» DOCUMENT SECTION:
[Start of section]

Older patients who received extra geriatric care following a traumatic injury were able to return to roughly two thirds more daily activities than those without a consultation, according to a new study led by researchers from the University of Michigan Health System and University of California, Los Angeles.

Patients in the study were 65 or over and had experienced injuries ranging from a minor rib fracture from a bad fall to a serious head injury or multiple fractures as a driver, passenger, or pedestrian in a motor vehicle accident.

A year after discharge from the hospital, patients were questioned about how well they were able to return to independence in regular activities, including walking, bathing, managing finances, light housework and simple shopping trips.

Those who saw an additional geriatrician during their hospital stay were less dependent on others a year later - most notably in their ability to leave the house to shop for personal items - according to the research that appears in the Journal of the American Medical Association Surgery.

"Trauma surgeons have long struggled with the fragility of their older trauma patients who have much greater health risks for the same injuries experienced by younger patients," says senior author Lillian Min, M.D., M.S.H.S., assistant professor of internal medicine, Division of Geriatric Medicine at the U-M Medical School. "We've come a long way in improving our survival rates of these patients but what we didn't know was whether we were returning them to their homes and communities sicker than they were before."

"What we found was that geriatric interventions helped older patients take better care of themselves and be more independent."

Adults aged 65 and over are estimated to comprise 40 percent of all trauma patients over the next four decades

The study found that overall, senior patients who had been hospitalized for a trauma injury were not able to return to all of the daily tasks they had been doing before. Most of the new impairments were in shopping for personal items, which is the one activity performed out of the home. Authors say this difficulty may reflect fatigue, physical disability, or fear of going out.

[End of section]

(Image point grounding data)
[Start of section]

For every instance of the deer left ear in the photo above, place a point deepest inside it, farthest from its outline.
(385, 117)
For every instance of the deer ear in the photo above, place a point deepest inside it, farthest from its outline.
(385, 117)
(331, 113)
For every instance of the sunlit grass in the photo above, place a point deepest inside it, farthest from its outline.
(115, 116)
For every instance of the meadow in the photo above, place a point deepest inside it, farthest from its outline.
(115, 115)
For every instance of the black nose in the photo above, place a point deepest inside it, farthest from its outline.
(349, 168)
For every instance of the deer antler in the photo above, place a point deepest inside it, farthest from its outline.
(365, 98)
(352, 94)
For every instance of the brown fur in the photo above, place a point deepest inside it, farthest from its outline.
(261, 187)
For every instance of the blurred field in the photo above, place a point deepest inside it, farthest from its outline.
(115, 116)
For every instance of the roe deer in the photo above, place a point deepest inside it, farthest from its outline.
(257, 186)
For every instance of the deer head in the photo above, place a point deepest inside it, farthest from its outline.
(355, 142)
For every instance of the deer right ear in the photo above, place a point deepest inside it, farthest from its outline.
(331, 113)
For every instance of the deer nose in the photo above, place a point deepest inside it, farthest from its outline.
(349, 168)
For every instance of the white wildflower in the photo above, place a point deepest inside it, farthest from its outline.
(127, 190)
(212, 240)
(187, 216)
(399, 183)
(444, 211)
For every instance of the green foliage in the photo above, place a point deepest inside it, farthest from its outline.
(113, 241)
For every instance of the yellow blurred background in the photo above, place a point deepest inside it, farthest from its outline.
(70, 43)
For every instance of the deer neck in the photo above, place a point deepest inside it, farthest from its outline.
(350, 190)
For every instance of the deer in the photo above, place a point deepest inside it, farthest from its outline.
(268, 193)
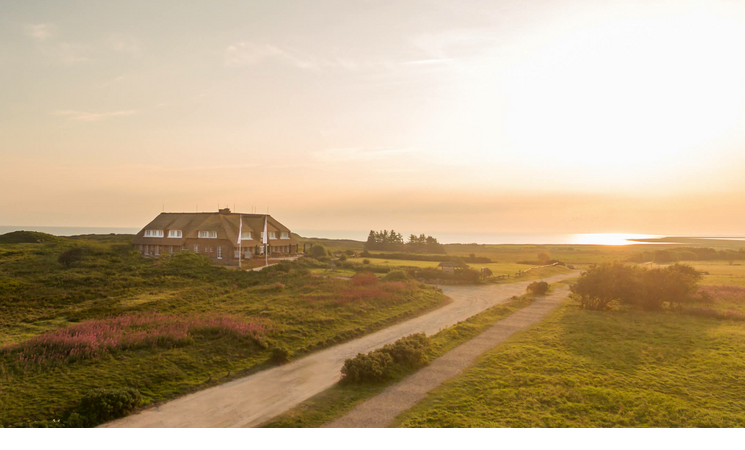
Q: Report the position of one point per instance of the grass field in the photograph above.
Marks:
(301, 312)
(510, 269)
(341, 398)
(602, 369)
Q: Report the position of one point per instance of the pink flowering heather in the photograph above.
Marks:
(93, 338)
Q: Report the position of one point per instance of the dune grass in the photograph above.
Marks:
(600, 369)
(342, 398)
(181, 322)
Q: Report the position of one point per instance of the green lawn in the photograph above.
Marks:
(600, 369)
(304, 313)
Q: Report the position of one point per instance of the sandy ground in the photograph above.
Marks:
(253, 400)
(380, 410)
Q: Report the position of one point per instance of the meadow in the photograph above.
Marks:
(618, 368)
(168, 326)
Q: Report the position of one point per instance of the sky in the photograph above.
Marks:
(530, 116)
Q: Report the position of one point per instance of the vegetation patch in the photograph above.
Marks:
(585, 368)
(343, 397)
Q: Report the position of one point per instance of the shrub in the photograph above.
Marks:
(101, 405)
(364, 278)
(281, 355)
(71, 257)
(374, 367)
(538, 287)
(396, 275)
(318, 251)
(409, 351)
(633, 285)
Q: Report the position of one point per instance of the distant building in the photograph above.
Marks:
(215, 235)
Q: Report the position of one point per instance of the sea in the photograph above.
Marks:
(361, 235)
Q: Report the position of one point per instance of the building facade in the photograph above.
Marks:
(215, 235)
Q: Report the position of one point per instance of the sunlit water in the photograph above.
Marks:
(361, 235)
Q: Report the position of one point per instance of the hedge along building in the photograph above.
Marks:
(215, 235)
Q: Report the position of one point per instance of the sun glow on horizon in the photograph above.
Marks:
(609, 238)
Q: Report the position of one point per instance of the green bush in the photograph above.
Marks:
(374, 367)
(396, 275)
(102, 405)
(318, 251)
(280, 355)
(71, 257)
(538, 288)
(634, 285)
(379, 365)
(409, 351)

[End of section]

From the study report on geriatric care after traumatic injury, copy word for word the stretch from "A year after" through "simple shopping trips.".

A year after discharge from the hospital, patients were questioned about how well they were able to return to independence in regular activities, including walking, bathing, managing finances, light housework and simple shopping trips.